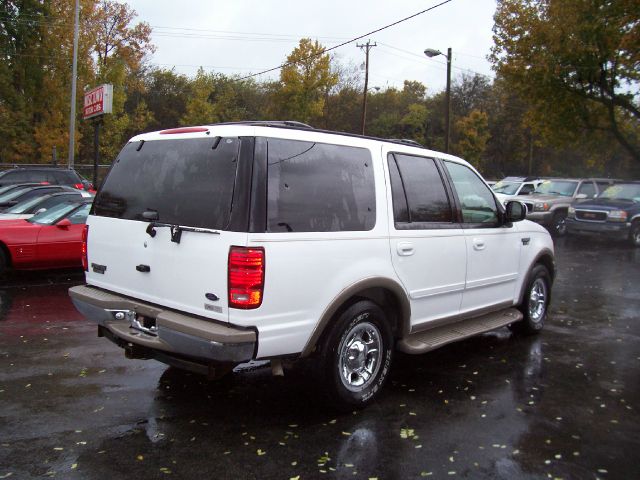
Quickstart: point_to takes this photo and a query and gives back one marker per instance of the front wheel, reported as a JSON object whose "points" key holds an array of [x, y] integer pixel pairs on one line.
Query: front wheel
{"points": [[559, 224], [535, 301], [356, 355], [634, 234]]}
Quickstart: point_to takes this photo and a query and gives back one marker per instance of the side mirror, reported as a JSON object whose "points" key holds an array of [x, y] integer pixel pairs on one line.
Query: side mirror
{"points": [[64, 223], [515, 211]]}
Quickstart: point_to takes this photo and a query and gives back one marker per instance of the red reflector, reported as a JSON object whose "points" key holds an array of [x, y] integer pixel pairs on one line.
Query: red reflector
{"points": [[85, 258], [174, 131], [246, 277]]}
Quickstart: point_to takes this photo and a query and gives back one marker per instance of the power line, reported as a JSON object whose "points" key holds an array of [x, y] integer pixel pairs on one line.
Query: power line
{"points": [[286, 64]]}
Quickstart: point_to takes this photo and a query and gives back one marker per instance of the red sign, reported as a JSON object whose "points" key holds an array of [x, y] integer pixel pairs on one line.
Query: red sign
{"points": [[98, 101]]}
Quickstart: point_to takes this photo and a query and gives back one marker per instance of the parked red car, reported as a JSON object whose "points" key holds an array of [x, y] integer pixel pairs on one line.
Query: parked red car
{"points": [[52, 239]]}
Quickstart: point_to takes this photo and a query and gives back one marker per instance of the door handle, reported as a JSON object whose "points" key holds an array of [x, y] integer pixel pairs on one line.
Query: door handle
{"points": [[405, 249], [478, 244]]}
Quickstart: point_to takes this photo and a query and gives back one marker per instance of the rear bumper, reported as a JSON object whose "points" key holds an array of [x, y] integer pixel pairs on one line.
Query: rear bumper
{"points": [[147, 326], [615, 230]]}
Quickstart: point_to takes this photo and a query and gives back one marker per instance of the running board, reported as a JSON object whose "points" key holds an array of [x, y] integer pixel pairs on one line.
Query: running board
{"points": [[424, 341]]}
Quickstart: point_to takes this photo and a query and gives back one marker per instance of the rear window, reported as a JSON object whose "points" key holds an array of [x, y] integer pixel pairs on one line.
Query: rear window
{"points": [[316, 187], [187, 182]]}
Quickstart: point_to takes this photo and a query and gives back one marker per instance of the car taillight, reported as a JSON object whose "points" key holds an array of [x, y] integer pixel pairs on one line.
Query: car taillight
{"points": [[246, 277], [85, 258]]}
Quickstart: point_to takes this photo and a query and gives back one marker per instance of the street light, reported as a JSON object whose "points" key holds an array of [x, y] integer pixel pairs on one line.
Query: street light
{"points": [[431, 52]]}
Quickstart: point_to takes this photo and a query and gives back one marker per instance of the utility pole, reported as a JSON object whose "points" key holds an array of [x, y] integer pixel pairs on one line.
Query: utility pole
{"points": [[367, 46], [72, 115]]}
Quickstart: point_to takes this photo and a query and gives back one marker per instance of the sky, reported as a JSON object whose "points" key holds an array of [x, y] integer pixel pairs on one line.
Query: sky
{"points": [[248, 36]]}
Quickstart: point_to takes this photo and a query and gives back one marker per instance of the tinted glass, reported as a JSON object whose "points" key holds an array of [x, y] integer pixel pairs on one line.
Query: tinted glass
{"points": [[315, 187], [477, 202], [588, 189], [400, 207], [558, 187], [425, 192], [187, 182], [80, 215]]}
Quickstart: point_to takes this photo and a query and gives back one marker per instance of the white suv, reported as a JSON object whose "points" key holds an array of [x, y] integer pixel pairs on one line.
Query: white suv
{"points": [[215, 245]]}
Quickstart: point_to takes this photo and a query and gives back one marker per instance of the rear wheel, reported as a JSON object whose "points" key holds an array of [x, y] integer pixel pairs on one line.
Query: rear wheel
{"points": [[559, 224], [634, 234], [356, 355], [535, 301]]}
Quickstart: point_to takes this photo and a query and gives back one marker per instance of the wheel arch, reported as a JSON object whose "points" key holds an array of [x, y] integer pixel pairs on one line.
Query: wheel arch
{"points": [[7, 254], [386, 293], [545, 258]]}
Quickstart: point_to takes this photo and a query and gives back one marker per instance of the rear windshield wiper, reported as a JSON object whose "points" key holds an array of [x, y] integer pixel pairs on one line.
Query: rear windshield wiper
{"points": [[176, 230]]}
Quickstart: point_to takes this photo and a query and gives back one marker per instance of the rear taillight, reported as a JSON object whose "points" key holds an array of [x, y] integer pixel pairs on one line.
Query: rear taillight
{"points": [[85, 258], [246, 277]]}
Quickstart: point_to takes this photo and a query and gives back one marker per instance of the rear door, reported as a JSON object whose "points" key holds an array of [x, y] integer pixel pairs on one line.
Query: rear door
{"points": [[161, 226], [427, 242]]}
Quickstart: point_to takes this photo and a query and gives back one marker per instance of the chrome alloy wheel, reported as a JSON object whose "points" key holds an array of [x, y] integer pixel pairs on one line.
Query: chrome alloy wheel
{"points": [[537, 300], [359, 359]]}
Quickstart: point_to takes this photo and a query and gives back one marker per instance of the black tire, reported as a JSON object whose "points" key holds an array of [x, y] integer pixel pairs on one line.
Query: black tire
{"points": [[634, 234], [3, 262], [352, 376], [559, 224], [535, 302]]}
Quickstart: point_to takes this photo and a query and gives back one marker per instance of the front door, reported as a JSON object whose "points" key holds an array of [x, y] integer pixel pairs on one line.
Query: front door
{"points": [[493, 249]]}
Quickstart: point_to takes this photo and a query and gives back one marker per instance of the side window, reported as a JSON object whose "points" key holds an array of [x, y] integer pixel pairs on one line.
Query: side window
{"points": [[80, 215], [526, 189], [588, 189], [315, 187], [418, 192], [476, 200]]}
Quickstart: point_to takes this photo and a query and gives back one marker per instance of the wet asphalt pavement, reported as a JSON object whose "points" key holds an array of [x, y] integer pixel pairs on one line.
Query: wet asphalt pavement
{"points": [[563, 404]]}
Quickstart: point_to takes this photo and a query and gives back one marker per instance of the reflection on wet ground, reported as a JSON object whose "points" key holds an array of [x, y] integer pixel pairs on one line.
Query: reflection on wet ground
{"points": [[560, 405]]}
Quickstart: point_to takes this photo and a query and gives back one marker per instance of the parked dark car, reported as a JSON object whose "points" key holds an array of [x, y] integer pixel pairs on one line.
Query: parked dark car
{"points": [[45, 176], [615, 213], [19, 195]]}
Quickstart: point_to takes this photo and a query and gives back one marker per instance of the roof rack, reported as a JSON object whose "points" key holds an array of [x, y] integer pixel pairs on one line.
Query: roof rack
{"points": [[270, 123], [303, 126]]}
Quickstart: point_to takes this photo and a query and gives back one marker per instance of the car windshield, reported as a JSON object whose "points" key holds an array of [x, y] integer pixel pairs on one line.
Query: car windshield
{"points": [[24, 206], [557, 187], [54, 213], [10, 195], [623, 191], [506, 188]]}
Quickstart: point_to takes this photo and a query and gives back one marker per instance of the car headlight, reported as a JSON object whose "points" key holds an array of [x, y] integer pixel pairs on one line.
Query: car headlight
{"points": [[617, 216]]}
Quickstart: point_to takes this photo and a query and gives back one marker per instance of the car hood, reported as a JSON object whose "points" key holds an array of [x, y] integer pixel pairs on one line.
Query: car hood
{"points": [[14, 216], [606, 204]]}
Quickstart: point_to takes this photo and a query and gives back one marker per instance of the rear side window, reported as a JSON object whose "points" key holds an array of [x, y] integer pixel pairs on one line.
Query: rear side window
{"points": [[316, 187], [187, 182], [418, 192]]}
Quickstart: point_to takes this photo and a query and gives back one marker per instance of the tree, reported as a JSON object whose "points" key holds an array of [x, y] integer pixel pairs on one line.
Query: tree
{"points": [[304, 82], [473, 131], [577, 64]]}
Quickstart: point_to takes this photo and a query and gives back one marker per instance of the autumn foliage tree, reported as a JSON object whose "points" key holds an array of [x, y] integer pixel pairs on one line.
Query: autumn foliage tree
{"points": [[577, 62]]}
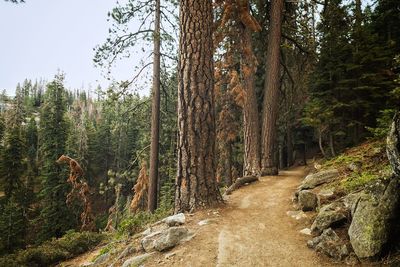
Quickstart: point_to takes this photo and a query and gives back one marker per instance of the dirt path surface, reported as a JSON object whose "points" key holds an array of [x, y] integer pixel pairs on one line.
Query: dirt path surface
{"points": [[253, 229]]}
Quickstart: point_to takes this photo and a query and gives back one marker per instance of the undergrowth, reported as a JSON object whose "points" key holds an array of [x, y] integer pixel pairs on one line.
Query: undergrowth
{"points": [[53, 251], [137, 222], [371, 159]]}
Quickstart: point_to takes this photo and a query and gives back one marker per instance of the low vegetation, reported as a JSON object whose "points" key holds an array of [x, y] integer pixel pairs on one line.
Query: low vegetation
{"points": [[360, 166], [53, 251]]}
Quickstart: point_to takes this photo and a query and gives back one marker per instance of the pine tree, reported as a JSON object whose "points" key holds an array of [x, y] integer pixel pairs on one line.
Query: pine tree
{"points": [[196, 184], [55, 217], [13, 221]]}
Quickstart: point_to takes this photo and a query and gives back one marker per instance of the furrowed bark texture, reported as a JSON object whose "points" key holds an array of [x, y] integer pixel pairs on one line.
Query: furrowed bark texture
{"points": [[271, 88], [155, 115], [196, 185], [251, 122]]}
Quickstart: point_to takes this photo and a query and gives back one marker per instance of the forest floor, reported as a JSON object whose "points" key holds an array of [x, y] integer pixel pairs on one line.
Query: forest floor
{"points": [[251, 229]]}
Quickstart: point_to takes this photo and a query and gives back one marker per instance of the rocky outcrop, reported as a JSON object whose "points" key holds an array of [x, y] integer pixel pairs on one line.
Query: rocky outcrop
{"points": [[313, 180], [171, 237], [393, 145], [330, 244], [174, 220], [136, 260], [165, 239], [377, 207], [307, 200], [373, 218], [334, 213]]}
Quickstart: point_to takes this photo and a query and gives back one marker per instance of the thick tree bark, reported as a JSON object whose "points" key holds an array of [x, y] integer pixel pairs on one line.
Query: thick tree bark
{"points": [[196, 185], [228, 164], [155, 115], [289, 146], [251, 122], [321, 146], [332, 144], [271, 88]]}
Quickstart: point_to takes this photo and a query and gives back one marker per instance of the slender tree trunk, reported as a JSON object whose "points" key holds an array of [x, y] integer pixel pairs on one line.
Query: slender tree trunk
{"points": [[332, 144], [289, 146], [251, 122], [155, 115], [271, 88], [228, 164], [281, 160], [321, 147], [196, 185]]}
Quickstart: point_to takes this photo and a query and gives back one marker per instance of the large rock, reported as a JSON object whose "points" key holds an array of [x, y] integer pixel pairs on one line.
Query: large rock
{"points": [[137, 260], [307, 200], [165, 239], [174, 220], [148, 241], [329, 215], [393, 145], [330, 244], [171, 237], [374, 215], [313, 180]]}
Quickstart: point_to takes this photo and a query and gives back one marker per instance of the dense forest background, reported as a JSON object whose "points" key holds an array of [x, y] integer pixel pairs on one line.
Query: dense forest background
{"points": [[339, 68]]}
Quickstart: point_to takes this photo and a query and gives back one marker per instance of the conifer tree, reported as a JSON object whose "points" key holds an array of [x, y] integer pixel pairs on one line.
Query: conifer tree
{"points": [[55, 217]]}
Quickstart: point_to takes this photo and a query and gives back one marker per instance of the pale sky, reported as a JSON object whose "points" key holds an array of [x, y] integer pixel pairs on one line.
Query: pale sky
{"points": [[40, 37]]}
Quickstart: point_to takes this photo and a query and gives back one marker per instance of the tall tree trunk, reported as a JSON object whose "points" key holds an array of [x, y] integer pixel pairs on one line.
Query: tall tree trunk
{"points": [[196, 185], [251, 122], [271, 88], [228, 164], [321, 146], [155, 115], [332, 144], [289, 146]]}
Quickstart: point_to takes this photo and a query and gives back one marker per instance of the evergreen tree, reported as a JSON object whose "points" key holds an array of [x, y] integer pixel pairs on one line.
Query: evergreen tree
{"points": [[55, 216], [13, 221]]}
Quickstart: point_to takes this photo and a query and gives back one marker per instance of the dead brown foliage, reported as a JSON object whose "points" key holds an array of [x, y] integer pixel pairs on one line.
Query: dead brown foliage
{"points": [[139, 201]]}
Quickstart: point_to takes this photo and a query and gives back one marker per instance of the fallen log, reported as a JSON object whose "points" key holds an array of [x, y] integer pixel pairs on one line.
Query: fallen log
{"points": [[240, 182]]}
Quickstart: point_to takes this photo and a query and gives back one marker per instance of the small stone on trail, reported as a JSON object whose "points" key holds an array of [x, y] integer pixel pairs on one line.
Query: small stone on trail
{"points": [[297, 214], [174, 220], [169, 255], [308, 200], [205, 222], [306, 231], [137, 260]]}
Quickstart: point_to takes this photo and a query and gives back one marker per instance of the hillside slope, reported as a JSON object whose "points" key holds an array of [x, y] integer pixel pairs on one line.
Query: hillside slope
{"points": [[252, 229]]}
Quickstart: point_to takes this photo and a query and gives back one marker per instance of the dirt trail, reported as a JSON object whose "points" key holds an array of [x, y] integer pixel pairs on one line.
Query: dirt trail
{"points": [[253, 229]]}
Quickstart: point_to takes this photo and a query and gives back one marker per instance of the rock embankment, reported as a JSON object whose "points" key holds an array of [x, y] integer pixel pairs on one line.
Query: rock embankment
{"points": [[369, 214]]}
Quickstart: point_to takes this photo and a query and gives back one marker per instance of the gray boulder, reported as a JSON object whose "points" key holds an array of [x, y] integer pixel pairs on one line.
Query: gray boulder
{"points": [[334, 213], [313, 180], [165, 239], [307, 200], [148, 241], [355, 166], [373, 217], [170, 238], [174, 220], [101, 259], [330, 244], [393, 145], [137, 260]]}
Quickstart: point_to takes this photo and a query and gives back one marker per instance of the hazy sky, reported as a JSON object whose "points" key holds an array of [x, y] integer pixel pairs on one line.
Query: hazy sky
{"points": [[40, 37]]}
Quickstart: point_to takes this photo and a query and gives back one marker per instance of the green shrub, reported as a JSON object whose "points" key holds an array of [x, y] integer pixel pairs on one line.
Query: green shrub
{"points": [[356, 181], [134, 224], [53, 251]]}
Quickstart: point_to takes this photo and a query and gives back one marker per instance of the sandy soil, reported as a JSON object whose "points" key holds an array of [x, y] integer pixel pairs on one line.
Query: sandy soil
{"points": [[252, 229]]}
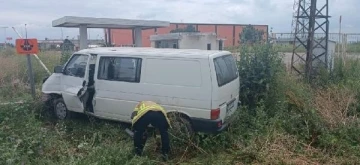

> **WHAT TO WORK ON**:
Locate every line in the listing above that contains the word "asphalt" and copy each of those lines.

> **COMPLETED EXERCISE**:
Quickstart: point_to takes this photo and a query and gives back one marker per instance of the wet asphalt pavement, reported as a JSON object whose "points" key holds an array of [x, y] integer pixel pairs on one line.
Query: wet asphalt pavement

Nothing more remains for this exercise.